> _INPUT FOR THIS TASK_
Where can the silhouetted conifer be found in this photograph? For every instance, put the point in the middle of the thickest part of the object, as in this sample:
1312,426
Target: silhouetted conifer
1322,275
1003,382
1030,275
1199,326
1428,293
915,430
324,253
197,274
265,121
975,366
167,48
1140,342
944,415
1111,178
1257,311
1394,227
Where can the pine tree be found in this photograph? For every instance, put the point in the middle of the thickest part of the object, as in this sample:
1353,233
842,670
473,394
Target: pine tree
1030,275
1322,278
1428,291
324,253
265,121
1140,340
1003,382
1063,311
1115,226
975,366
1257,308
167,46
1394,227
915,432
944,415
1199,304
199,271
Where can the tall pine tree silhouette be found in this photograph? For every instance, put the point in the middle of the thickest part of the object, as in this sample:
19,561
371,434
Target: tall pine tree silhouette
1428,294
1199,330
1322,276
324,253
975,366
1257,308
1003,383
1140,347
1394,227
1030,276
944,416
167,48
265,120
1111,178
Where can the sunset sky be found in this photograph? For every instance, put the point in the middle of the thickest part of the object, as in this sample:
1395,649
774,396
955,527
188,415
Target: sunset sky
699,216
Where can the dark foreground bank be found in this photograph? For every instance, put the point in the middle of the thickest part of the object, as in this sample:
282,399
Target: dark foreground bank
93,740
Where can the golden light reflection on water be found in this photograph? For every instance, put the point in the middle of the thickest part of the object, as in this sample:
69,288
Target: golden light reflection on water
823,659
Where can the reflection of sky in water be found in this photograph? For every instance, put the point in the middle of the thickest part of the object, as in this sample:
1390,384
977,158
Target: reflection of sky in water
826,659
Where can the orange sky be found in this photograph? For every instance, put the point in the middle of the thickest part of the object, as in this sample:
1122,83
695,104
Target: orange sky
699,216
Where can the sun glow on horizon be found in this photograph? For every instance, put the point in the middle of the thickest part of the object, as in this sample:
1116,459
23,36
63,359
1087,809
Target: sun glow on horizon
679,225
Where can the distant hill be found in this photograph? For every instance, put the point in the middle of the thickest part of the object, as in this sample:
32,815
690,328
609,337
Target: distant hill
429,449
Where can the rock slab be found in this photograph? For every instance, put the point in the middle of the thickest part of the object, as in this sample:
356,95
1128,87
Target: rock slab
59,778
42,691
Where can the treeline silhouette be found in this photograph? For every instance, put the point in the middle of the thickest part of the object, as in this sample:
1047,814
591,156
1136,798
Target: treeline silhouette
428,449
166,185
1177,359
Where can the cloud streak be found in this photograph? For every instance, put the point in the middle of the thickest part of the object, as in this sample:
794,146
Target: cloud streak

> _TRY IT_
Transcribe all of the entries without altering anything.

> _WRITTEN REPLY_
Where can the silhouetted conifer be found in this photograph? For every instance, put the point in the middle of the thickest part of the object, as in this sample:
1312,426
Target: silhouetted conifer
1322,275
1003,382
1030,275
1199,326
1428,293
915,430
324,253
197,274
265,121
975,366
167,48
1140,342
944,415
1111,178
1257,311
1394,227
Where can the pine tree be found in this photograph? For every instance, put the point in the middle of the thickest part of the object, as in this sample:
1353,233
842,670
473,394
Target: pine tree
1030,275
1322,278
1428,291
324,253
265,121
1140,340
1003,382
1063,311
1115,226
975,366
1257,308
167,46
1394,227
915,432
944,415
1199,304
199,271
Where can the tall pine tree silhouette be found in this photograph? For every instance, put the point in the middle of the thickest part of the object, as in this sample:
19,561
371,434
Target: tall pine tree silhouette
1428,294
1199,330
1322,276
324,253
975,366
1257,308
1003,383
1140,347
1394,227
1030,276
944,416
167,48
265,120
1111,178
Where can the sunset sky be found in this photograph? For every instance, put the point in the middle of the thickest part of the object, as in this sample:
1395,649
774,396
955,527
188,415
Target: sunset sky
699,216
Where can the dark foreground bank be found in this photograph? For every instance, put the point in the middle of the thickest part of the object, as in this sample:
282,399
Target: dark foreground bank
93,740
Where can the golden light reflection on water be found in this photograph? For every instance, put the point in the middle of the thickest part of the object, as in this sample:
69,288
Target: golden light reflection on water
823,659
Where can the reflection of sky in water be found in this photograph? For every instance, put the point in the middle of the thickest part of the object, as in this sample:
1390,384
977,158
Target: reflection of sky in water
826,659
Where can the orange sky be found in this photograph? For every instance, put the point in the middle of the thickest part of the object, as in this sample:
1122,83
695,104
Target: orange sky
699,216
Where can the sun glow on horizon be found in this photograph? For every instance, put the point in the middle of the thickest part of the object, as in this sample:
1116,459
23,36
63,359
1087,809
Target: sun glow on horizon
679,225
Where can the distant hill be found in this photograph? For every instance, put the point in the middle of the thickest part of the object, as in this sample:
32,815
690,328
609,337
Target: distant hill
429,449
Where can the rock slab be found in this photograph? For every instance, put the point in the middle of the thickest part of the object, as in this sample:
356,95
1128,87
Target: rock slab
59,778
42,691
Where can the treeline silhouette be found in this photograph? For every instance, put the point in the middle of the thickest part of the object, as in this sample:
1047,814
591,156
1136,798
Target: treeline silhouette
428,449
166,185
1177,359
Where can the cloud streak be found in this photograph? For every instance, put the point in the middle of the thickest part of the object, as in this sample:
794,146
Target: cloud streak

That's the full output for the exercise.